Aufgabe A:
Beantworte zum Text über Recall und Datenschutz die folgenden Fragen und kennzeichne deine Antworten ebenfalls mit (i) bis (iii).
(i) Was sollten Unternehmen laut Text selbst entwickeln, statt sich allein auf die technischen Maßnahmen von Microsoft zu verlassen?
(ii) Welche Behörde wird als Beispiel für eine kritische Datenschutzbehörde genannt?
(iii) Woran fehlt es besonders für den Unternehmenseinsatz bislang?
Aufgabe B: Führe den Text über Recall und Datenschutz im Anschluss an seinen letzten Satz weiter.

Zitierter Text:
____________________

Diese Voreinstellungen sind ein Schritt in die richtige Richtung – sie lösen die datenschutzrechtlichen Herausforderungen jedoch nicht vollständig. Insbesondere im unternehmerischen Umfeld bleiben zentrale Fragen zu Transparenz, Kontrollmöglichkeiten und rechtlicher Zulässigkeit offen. Unternehmen sollten sich daher nicht allein auf die technischen Maßnahmen von Microsoft verlassen, sondern eigene Schutzkonzepte und klare Nutzungsrichtlinien entwickeln.

Einschätzung der Datenschutzaufsicht

Auch europäische Datenschutzbehörden blicken kritisch auf Recall. Das Bayerische Landesamt für Datenschutzaufsicht etwa fordert klare Standards in der Voreinstellung, transparente Nutzerinformationen und belastbare technische Sicherheiten. Besonders für den Unternehmenseinsatz fehlt es bislang an tragfähigen rechtlichen Rahmenbedingungen.

____________________

Angezeigte Daten:
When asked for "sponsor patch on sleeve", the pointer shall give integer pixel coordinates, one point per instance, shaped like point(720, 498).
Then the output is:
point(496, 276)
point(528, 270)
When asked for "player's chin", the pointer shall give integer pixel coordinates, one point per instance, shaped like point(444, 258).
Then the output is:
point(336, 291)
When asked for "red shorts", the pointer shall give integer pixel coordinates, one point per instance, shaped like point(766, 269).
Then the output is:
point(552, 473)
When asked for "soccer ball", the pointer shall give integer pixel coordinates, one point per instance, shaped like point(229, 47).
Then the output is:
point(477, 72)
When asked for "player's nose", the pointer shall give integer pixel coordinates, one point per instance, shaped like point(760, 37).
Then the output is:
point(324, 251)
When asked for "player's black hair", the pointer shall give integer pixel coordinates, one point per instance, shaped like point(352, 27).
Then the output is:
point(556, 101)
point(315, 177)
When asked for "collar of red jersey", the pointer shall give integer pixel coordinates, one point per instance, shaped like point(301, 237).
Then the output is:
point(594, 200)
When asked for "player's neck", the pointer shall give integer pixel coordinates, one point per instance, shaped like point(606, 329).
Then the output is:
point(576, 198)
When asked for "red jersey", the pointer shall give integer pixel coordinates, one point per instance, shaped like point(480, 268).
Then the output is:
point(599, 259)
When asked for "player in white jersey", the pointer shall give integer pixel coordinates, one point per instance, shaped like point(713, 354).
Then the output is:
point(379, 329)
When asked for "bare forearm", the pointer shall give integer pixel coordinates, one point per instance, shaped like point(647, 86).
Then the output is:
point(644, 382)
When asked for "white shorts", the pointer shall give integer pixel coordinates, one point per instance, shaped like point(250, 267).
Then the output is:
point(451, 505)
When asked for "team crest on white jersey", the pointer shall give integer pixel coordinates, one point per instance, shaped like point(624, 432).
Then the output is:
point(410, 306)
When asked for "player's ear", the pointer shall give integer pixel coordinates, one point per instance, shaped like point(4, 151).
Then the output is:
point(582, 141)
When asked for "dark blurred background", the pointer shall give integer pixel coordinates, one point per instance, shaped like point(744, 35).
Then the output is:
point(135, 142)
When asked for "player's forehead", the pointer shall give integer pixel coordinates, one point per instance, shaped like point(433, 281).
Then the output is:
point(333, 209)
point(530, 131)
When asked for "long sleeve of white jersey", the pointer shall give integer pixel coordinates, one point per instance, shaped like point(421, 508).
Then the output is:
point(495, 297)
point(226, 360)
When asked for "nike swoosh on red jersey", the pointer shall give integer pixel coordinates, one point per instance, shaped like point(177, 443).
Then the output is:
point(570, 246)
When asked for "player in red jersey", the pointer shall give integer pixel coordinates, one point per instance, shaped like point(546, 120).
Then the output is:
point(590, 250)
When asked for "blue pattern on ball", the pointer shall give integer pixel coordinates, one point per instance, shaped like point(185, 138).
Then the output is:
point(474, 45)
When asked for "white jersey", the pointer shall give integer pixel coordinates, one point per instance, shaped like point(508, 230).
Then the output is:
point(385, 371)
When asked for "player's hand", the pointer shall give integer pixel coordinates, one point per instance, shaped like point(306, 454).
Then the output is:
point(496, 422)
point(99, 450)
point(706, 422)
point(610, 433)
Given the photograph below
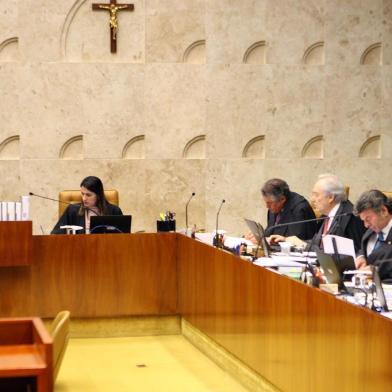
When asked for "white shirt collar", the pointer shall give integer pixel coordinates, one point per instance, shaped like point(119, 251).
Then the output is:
point(386, 229)
point(334, 210)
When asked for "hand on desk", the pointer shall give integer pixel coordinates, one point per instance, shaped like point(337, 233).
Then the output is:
point(360, 263)
point(249, 236)
point(275, 238)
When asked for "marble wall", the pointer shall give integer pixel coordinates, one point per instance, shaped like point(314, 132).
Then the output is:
point(212, 97)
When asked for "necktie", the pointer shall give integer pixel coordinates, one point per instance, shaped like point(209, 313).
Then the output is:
point(325, 226)
point(380, 240)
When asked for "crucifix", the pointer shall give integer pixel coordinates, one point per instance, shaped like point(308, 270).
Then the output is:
point(113, 8)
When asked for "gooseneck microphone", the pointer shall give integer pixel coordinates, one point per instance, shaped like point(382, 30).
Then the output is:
point(186, 210)
point(308, 220)
point(217, 238)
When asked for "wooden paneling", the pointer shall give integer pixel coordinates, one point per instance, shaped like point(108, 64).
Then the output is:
point(15, 243)
point(94, 275)
point(297, 337)
point(25, 351)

____________________

Ergebnis A:
(i) Eigene Schutzkonzepte und klare Nutzungsrichtlinien.
(ii) Das Bayerische Landesamt für Datenschutzaufsicht.
(iii) An tragfähigen rechtlichen Rahmenbedingungen.

Ergebnis B:
Technologischer Fortschritt braucht klare Regeln

Microsoft Recall ist ein Beispiel dafür, wie schnell Innovationen regulatorische Rahmenbedingungen herausfordern. Die Funktion bietet Potenzial – insbesondere im privaten Bereich, sofern Nutzer bewusst zustimmen und technische Schutzmaßnahmen greifen.

Für Unternehmen hingegen gilt: Vorsicht ist besser als Nachsicht. Ohne klare Richtlinien, technische Zugriffsbeschränkungen und datenschutzrechtliche Bewertungen sollte Recall nicht eingesetzt werden. Eine Datenschutz-Folgenabschätzung (DSFA) ist dabei essenziell, um die Risiken systematisch zu erfassen und geeignete Schutzmaßnahmen zu definieren. Unternehmen sollten Recall, sofern überhaupt geplant, nur nach sorgfältiger rechtlicher und technischer Prüfung einsetzen – idealerweise unter Einbindung des Datenschutzbeauftragten und unter Festlegung klarer Nutzungsbedingungen für betroffene Mitarbeitende.

Microsoft wiederum steht in der Verantwortung, Datenschutz von Anfang an mitzudenken. Nur wenn „Privacy by Design“ mehr ist als ein Schlagwort, kann Recall den Spagat zwischen Innovation und Grundrechtsschutz wirklich leisten.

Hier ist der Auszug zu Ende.